_Page excerpt:_
•••

With that additional constraint, the claim is

true.

To see this, first:

pick two points that are not antipodes (exactly opposite each other) and whose great circle (which is uniquely determined by two points) does not contain a third point.

This is always possible (or else the problem immediately solved) because:

there can be at most one antipodal pair, because if there were two, then a great circle would contain all four, meaning they also lie on the same plane. If there is one antipodal pair, then if the other three all lie on the same great circle, then the original problem is immediately solved: that great circle plus either of its hemispheres contains four points. If there are no antipodes, then there can be at most two great circles containing three points (imagine five points arranged like an X), occupying 6 out of the 10 pairs and leaving 4 pairs that each determine a great circle that is not shared with any other point.

Even more detail on the previous point (skip this at first):

If there are no antipodes, then there can be at most two great circles containing three points. Proof: Let A, B, C, D, and E be the points. Suppose we have one great circle containing A, B, and C. This circle cannot contain D or E (otherwise we would have four points on the same plane). Now suppose we have another great circle containing three points. It cannot have more than one point from among A, B, and C, since otherwise it would be the same great circle as the first. Thus, it has D, E, and (let's say) C. Now suppose there is a third great circle containing three points. Again, it cannot have more than one point from {A,B,C}, and it also cannot have more than one point from among {C,D,E}. But then it only has two points! So a third great circle containing three points cannot exist.

Now,

having selected two points whose great circle contains no other points, the remaining three points are either divided into two on one half and one on the other, or all three are on the same side. In the former case we select the hemisphere with two, which when combined with the two on the great circle yields four. In the latter case (all three on the same side), rotate the great circle by an infinitesimal amount around the axis that passes through one of the points it contains and the sphere's center (so it remains a great circle), so the other point previously on the circle is now on the opposite side from the three. Then, again, we have exactly four to a side.

•••

_Exercise task 1:_ Rewrite everything in the listing from the line containing "Task | locate the rawlings" down to the end of the listing, increasing every coordinate in the answers by 102.
The sphere proof and the listing come from unrelated sources.

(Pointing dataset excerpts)
•••

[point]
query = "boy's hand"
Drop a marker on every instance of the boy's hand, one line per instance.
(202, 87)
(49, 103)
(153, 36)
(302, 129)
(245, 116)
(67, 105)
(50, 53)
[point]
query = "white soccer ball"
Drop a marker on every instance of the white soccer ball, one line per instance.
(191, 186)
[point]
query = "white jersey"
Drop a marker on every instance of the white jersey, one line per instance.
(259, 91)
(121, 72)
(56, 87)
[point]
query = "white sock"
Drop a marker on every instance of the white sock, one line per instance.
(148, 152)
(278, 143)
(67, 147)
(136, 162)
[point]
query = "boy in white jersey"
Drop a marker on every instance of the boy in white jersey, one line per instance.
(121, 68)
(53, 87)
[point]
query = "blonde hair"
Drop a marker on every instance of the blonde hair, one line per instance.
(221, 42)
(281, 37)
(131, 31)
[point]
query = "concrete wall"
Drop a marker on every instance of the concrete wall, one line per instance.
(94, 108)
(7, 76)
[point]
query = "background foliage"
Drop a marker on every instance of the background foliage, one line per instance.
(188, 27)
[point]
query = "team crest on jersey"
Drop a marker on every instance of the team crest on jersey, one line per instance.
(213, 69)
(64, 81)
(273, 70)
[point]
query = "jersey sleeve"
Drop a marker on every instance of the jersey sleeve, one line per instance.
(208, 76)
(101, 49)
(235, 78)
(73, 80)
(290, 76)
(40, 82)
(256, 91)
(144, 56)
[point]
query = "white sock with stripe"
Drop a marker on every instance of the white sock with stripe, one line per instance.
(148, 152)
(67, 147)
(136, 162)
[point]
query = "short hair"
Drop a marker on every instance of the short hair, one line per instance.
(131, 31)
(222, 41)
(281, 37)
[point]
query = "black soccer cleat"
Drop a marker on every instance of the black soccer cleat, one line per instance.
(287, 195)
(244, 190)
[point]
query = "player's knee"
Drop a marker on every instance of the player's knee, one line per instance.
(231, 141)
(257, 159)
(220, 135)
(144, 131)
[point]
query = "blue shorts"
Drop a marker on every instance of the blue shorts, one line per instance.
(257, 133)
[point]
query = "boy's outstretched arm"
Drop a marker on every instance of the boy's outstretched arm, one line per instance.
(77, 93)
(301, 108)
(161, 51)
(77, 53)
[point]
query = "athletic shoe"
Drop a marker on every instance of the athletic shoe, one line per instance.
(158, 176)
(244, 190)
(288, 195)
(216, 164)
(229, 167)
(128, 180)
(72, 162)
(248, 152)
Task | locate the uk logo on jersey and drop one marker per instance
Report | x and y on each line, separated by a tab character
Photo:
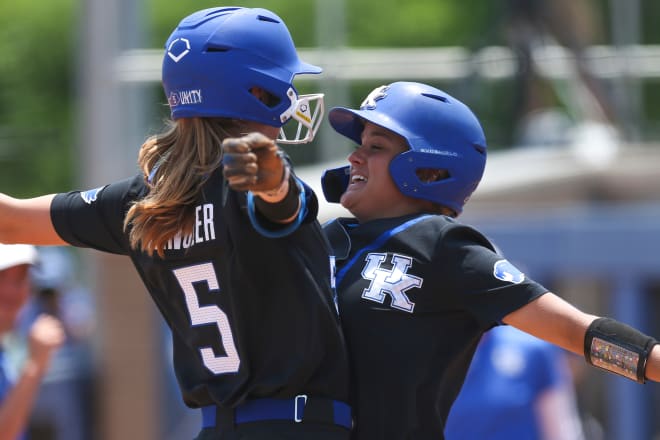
394	282
91	195
505	271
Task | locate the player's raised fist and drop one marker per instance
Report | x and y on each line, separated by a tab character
252	163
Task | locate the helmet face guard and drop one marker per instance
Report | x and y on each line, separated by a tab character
442	134
304	118
216	57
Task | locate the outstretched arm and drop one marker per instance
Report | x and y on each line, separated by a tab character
551	318
27	221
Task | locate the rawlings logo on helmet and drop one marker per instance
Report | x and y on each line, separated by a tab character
376	94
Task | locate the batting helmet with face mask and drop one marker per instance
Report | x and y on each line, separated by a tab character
442	134
216	57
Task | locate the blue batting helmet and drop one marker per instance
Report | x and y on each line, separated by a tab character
441	131
215	56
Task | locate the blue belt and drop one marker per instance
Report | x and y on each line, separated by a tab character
318	410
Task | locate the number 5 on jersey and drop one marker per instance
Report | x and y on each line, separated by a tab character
207	315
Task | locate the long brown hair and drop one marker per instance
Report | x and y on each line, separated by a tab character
176	163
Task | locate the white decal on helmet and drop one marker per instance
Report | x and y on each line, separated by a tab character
177	58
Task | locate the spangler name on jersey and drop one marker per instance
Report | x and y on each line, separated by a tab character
204	229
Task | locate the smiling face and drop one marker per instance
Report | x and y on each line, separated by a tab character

•••

_Exercise task 2:_ According to the sphere proof, at most how many antipodal pairs can there be among the points?

_Problem solution 1:_
Task | locate the rawlings logo on helmet and drop one marker per instance
Report | x and y on each line, separated by a tab character
478	196
Task | locate the batting helmet with face mask and drop one marker per instance
Report | x and y on each line, separated by a tab character
544	236
318	159
Task | locate the blue batting helmet and drop one marker per instance
Report | x and y on each line, separated by a tab character
543	233
317	158
Task | locate the blue belt and drop one marker per instance
Report | x and y on each line, separated by a tab character
420	512
Task | locate the number 5 on jersey and drop one marker per instance
Report | x and y on each line, separated by a tab character
309	417
Task | locate the long brown hair and drop one marker per instance
Report | x and y on each line, separated by a tab character
278	265
Task | locate the white decal on helmet and drop one marker per instance
Report | x and y on each line, separated by a tab character
279	160
Task | locate the spangler name on jersey and drop one marker per instance
Report | x and y on each line, separated by a tab character
306	331
Task | locate the smiling face and drop one marker per instance
Report | x and y on each line, separated by a tab character

_Problem solution 2:_ At most one.